Goal 1 >>
From the note on multiple imputation software, reproduce the passage starting with "CODES 2000 User" and going on through "October 26, 2001.".
Goal 2 >>
According to the note on multiple imputation software, in which release was the MI procedure introduced?
Goal 3 >>
Based on the note on multiple imputation software, decide whether each statement is true, and quote the words that settle it.
(a) Every program listed supports the multivariate normal model.
(b) NORM must be purchased from SAS Institute.
(c) The MI procedure offers four methods for creating imputed data sets.

Text block >>
CODES 2000 User Forum -- Data Network Note #1
Sources for Multiple Imputation Software

Applies to: Tutorial Nov 6-7, 2001.
Last updated: Friday October 26, 2001.

SUMMARY
Several sources are available for multiple imputation software. In
general, different imputation algorithms are needed for different commonly used data
models: multivariate normal, categorical, or mixed. Not all software
programs support all models and not all programs provide the same analysis
features for the models they do support. The multivariate normal model is
supported by all software listed here.

SOFTWARE SOURCES
- SAS/STAT MI Procedure
Available from SAS Institute, Inc as an experimental procedure.
SAS and SAS/STAT are trademarks of SAS Institute, Inc.
The following description is from the SAS online documentation for the MI
Procedure at www.sas.com//service/library/onlinedoc/v82/whatsnew:
Multiple imputation is a strategy for dealing with data sets with missing
values. You replace each missing value with a set of plausible values that
represent the uncertainty about the right value to impute. You create
multiply imputed data sets, analyze them with standard analyses, and then
combine the results. You produce valid statistical inferences that properly
reflect the uncertainty due to the missing values.
The MI procedure creates multiple imputed data sets for incomplete p-dimensional
multivariate data. It offers three methods for creating the imputed data
sets: the regression method, the propensity score method, and the Markov
Chain Monte Carlo (MCMC) method. The procedure creates an output data set
containing m imputed versions of the original data. In each version,
the missing values are replaced with imputed values. For the MCMC method,
you can specify whether you want a single chain for all m imputations
or a separate chain for each imputation. You can also specify the initial
estimates for the MCMC method. After analyzing your imputed data with
standard procedures, you use the MIANALYZE procedure to combine the results.
The MI procedure was introduced in Release 8.1 and remains experimental
in Release 8.2, with various new options and output displays available.
Among others, a new TRANSFORM statement enables you to transform variables
before imputation and back-transform these variables before combining
inferences and creating output data sets.
- Schafer's Stand-alone NORM Program
Available for free from Schafer's web site www.stat.psu.edu/~jls/.
The following description is from the NORM help manual:
NORM is a Windows 95/98/NT program for multiple imputation (MI) of incomplete multivariate data. Its name refers to the multivariate normal distribution, the model used to generate the imputations. The main procedures in NORM are:
· an EM algorithm for efficient estimation of mean, variances, and covariances (or correlations); and
· a data augmentation procedure for generating multiple imputations of missing values.

Extracted information >>
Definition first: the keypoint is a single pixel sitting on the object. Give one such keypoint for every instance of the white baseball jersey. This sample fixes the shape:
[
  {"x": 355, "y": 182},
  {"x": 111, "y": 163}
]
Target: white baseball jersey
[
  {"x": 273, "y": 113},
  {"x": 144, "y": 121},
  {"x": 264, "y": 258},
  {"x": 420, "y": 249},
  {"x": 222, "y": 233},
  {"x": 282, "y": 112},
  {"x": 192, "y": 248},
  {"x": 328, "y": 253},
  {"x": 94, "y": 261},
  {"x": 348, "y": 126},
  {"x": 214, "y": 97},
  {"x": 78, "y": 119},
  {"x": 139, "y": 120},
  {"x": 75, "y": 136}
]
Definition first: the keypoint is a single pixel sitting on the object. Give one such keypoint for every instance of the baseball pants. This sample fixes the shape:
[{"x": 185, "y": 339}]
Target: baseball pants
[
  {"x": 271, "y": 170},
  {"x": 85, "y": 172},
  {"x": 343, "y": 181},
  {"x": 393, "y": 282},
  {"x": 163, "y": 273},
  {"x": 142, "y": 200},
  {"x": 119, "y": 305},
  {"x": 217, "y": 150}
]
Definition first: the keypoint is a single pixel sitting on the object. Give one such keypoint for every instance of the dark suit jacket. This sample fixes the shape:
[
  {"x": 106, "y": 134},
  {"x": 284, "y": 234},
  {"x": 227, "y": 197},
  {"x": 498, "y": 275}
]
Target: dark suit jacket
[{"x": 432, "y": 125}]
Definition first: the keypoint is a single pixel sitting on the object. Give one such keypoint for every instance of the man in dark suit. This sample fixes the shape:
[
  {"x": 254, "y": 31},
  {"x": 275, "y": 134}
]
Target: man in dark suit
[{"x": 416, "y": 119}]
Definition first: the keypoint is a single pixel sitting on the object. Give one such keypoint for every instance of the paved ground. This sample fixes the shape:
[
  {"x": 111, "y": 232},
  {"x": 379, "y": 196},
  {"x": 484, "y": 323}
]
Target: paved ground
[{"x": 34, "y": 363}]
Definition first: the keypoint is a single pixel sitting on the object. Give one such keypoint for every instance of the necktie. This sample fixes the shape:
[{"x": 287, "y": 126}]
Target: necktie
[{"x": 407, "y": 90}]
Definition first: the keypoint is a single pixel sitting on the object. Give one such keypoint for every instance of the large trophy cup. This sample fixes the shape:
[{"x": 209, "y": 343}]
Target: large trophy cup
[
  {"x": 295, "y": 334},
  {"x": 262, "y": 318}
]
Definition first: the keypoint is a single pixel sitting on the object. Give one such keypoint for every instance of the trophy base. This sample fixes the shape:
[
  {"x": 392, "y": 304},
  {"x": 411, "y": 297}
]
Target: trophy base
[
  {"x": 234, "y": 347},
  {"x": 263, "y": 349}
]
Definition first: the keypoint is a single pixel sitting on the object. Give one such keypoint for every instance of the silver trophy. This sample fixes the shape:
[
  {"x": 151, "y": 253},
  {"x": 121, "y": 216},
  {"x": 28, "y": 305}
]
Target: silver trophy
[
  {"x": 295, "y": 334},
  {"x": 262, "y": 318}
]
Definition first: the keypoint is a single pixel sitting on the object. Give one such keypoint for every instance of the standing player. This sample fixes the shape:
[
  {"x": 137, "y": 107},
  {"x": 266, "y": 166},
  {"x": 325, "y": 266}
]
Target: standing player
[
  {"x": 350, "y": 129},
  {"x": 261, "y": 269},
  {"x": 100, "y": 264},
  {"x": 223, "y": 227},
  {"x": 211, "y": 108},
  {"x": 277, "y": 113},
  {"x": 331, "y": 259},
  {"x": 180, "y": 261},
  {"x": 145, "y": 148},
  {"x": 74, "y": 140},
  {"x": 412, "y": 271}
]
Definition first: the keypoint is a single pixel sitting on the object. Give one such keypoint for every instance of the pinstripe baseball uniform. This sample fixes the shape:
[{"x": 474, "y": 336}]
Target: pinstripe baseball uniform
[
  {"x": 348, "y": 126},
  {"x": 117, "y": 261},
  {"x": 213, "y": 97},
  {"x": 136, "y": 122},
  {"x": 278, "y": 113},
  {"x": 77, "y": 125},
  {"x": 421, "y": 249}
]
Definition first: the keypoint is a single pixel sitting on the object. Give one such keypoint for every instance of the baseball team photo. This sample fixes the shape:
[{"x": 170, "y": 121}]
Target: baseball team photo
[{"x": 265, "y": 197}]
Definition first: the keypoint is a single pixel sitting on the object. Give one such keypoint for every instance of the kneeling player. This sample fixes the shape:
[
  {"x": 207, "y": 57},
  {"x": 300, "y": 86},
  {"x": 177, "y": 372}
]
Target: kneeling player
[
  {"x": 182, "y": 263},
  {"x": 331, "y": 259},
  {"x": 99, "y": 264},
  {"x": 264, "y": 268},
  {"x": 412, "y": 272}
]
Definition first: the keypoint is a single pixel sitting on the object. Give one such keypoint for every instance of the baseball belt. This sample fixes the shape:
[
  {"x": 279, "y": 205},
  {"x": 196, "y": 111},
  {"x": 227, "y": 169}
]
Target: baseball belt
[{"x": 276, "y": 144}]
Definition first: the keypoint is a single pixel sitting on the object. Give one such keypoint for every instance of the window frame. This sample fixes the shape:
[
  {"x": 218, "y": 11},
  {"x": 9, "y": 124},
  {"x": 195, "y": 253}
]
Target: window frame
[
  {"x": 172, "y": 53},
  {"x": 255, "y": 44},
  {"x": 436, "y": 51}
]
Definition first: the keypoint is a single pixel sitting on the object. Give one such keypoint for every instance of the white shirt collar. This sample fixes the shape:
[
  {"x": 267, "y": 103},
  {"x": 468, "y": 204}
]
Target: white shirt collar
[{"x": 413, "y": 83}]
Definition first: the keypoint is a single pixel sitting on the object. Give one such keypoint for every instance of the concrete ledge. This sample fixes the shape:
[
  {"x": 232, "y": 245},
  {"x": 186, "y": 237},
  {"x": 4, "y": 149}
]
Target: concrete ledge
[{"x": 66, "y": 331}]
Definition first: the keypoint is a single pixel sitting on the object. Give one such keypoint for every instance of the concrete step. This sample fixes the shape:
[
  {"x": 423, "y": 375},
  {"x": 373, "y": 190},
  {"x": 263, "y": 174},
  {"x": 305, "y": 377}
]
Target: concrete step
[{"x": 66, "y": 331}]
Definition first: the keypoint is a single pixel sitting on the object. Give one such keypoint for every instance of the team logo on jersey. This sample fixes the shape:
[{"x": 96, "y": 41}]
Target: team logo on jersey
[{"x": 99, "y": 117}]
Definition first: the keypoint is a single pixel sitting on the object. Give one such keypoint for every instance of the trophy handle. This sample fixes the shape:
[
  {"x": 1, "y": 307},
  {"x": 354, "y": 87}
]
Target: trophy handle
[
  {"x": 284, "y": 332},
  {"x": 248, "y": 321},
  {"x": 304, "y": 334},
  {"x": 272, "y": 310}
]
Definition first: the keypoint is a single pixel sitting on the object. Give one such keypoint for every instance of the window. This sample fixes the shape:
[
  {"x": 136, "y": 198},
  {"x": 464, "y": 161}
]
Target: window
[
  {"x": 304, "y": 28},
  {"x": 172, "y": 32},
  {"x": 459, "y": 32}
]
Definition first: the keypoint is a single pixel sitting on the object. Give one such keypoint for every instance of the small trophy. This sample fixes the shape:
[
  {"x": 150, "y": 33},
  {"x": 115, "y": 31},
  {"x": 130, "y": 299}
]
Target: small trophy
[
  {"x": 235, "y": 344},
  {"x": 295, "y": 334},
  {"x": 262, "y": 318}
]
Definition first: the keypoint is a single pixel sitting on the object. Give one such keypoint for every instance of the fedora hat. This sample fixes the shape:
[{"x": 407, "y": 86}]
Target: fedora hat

Exercise solution 1 >>
CODES 2000 User Forum -- Data Network Note #1
Sources for Multiple Imputation Software

Applies to: Tutorial Nov 6-7, 2001.
Last updated: Friday October 26, 2001.

Exercise solution 2 >>
Release 8.1

Exercise solution 3 >>
(a) Yes: "The multivariate normal model is supported by all software listed here."
(b) No: "Available for free from Schafer's web site www.stat.psu.edu/~jls/."
(c) No: "It offers three methods for creating the imputed data sets"